── DATA LISTING

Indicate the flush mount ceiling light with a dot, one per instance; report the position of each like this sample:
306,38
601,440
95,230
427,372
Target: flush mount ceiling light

────

## STATED EXERCISE
Copy every line of the records above word for word, keeping each line as it stands.

## RESULT OF THE TASK
Indicate the flush mount ceiling light with a dot, one per instance; report the position of each like this sample:
306,38
601,440
95,230
427,372
Target: flush mount ceiling light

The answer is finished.